Stated problem: Count the lines in the entries below that contain the string "iceberg", treating uppercase and lowercase letters as different. Give only the number.

Records provided:

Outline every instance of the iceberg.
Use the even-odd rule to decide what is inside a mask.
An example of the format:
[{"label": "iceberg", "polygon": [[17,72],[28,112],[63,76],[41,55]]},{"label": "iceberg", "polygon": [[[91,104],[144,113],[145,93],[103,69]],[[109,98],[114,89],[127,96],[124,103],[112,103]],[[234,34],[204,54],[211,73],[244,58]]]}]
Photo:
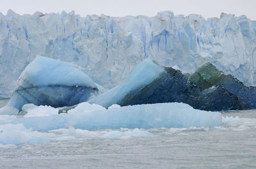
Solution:
[{"label": "iceberg", "polygon": [[20,73],[38,55],[77,64],[107,89],[146,58],[189,73],[209,61],[247,86],[256,84],[256,22],[244,15],[39,13],[0,13],[0,98],[11,96]]},{"label": "iceberg", "polygon": [[193,77],[172,68],[159,66],[147,59],[121,84],[88,101],[106,108],[113,104],[127,106],[168,102],[182,102],[194,108],[211,111],[252,108],[236,93],[220,85],[201,87],[193,82]]},{"label": "iceberg", "polygon": [[93,81],[69,63],[37,56],[22,71],[7,106],[72,106],[99,94]]},{"label": "iceberg", "polygon": [[219,85],[237,96],[252,108],[256,108],[256,87],[247,87],[231,75],[225,75],[213,64],[206,62],[199,66],[190,77],[190,81],[206,89]]},{"label": "iceberg", "polygon": [[88,101],[106,108],[113,104],[124,105],[127,99],[159,78],[164,72],[164,70],[163,68],[154,63],[150,59],[145,59],[138,64],[122,84]]},{"label": "iceberg", "polygon": [[[0,121],[0,125],[22,124],[26,128],[49,131],[73,126],[82,129],[211,127],[221,124],[220,112],[193,109],[181,103],[167,103],[115,107],[106,109],[88,103],[80,103],[67,114],[38,107],[34,116]],[[42,116],[42,114],[47,114]],[[1,117],[1,116],[0,116]]]}]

Response to the task: 3